■ **Given entries**:
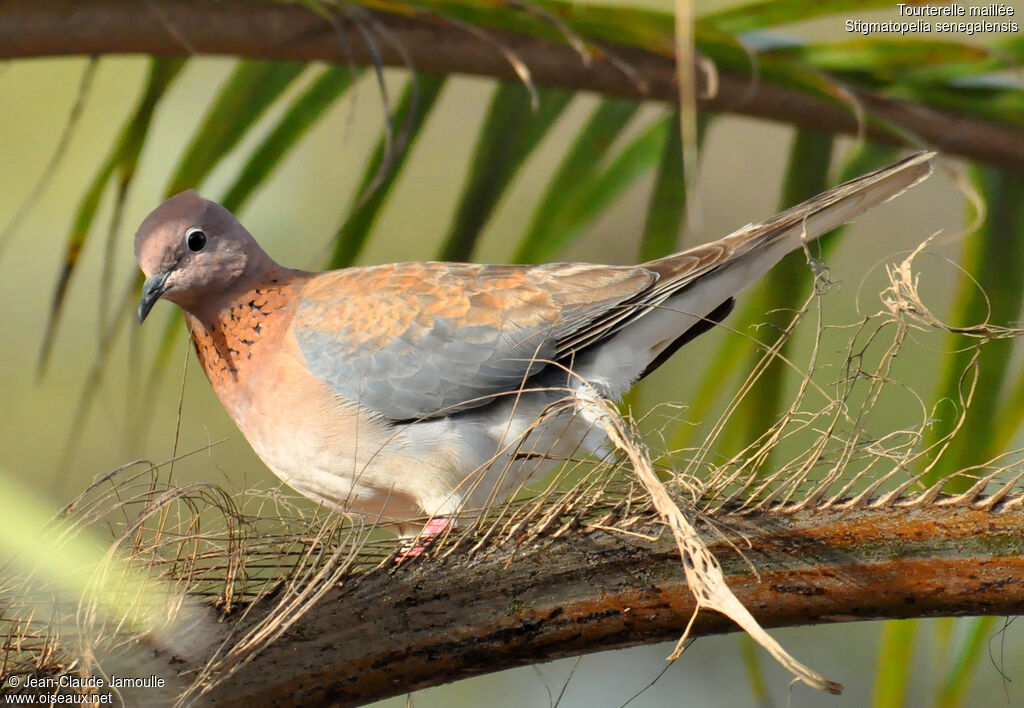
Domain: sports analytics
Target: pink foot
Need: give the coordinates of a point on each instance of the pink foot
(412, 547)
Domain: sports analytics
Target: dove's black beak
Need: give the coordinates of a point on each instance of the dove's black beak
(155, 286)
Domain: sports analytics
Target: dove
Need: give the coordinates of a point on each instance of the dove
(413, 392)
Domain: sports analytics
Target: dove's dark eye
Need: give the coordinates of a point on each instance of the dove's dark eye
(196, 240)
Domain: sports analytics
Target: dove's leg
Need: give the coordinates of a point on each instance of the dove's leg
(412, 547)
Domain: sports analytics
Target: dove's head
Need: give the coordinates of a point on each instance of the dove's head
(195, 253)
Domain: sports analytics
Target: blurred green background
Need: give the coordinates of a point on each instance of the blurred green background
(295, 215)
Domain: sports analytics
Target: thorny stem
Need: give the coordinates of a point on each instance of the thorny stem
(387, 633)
--
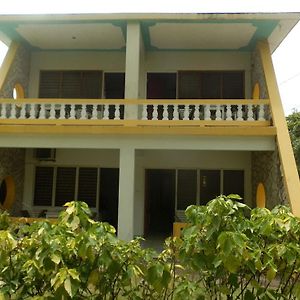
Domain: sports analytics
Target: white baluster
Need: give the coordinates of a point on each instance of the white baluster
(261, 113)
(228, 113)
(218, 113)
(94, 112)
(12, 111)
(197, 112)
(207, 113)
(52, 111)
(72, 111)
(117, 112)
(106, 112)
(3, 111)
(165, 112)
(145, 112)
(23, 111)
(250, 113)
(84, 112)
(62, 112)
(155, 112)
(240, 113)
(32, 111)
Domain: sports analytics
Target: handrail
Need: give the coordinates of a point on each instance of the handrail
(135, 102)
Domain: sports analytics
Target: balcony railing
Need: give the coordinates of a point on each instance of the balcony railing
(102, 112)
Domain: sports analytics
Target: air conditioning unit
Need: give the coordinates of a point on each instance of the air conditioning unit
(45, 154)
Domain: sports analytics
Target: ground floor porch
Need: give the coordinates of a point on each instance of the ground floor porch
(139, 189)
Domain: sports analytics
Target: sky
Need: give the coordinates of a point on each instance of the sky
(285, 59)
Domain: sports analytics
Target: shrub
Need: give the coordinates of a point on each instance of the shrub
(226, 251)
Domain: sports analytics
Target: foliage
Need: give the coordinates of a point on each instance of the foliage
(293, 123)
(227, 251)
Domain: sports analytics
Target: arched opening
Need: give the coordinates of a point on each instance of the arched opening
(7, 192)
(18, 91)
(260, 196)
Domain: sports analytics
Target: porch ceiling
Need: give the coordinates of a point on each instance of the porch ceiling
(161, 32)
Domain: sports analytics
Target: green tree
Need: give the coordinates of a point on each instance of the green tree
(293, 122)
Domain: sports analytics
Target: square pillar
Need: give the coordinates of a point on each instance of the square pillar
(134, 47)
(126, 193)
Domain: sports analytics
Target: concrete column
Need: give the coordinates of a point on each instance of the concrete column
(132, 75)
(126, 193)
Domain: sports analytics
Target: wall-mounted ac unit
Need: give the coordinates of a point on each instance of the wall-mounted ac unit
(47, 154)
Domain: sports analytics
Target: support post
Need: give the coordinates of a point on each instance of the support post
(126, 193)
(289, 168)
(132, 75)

■ **What is expected**: How many lines above contain the string "background"? Reply with the number only.

■ **Solution to this problem**: 2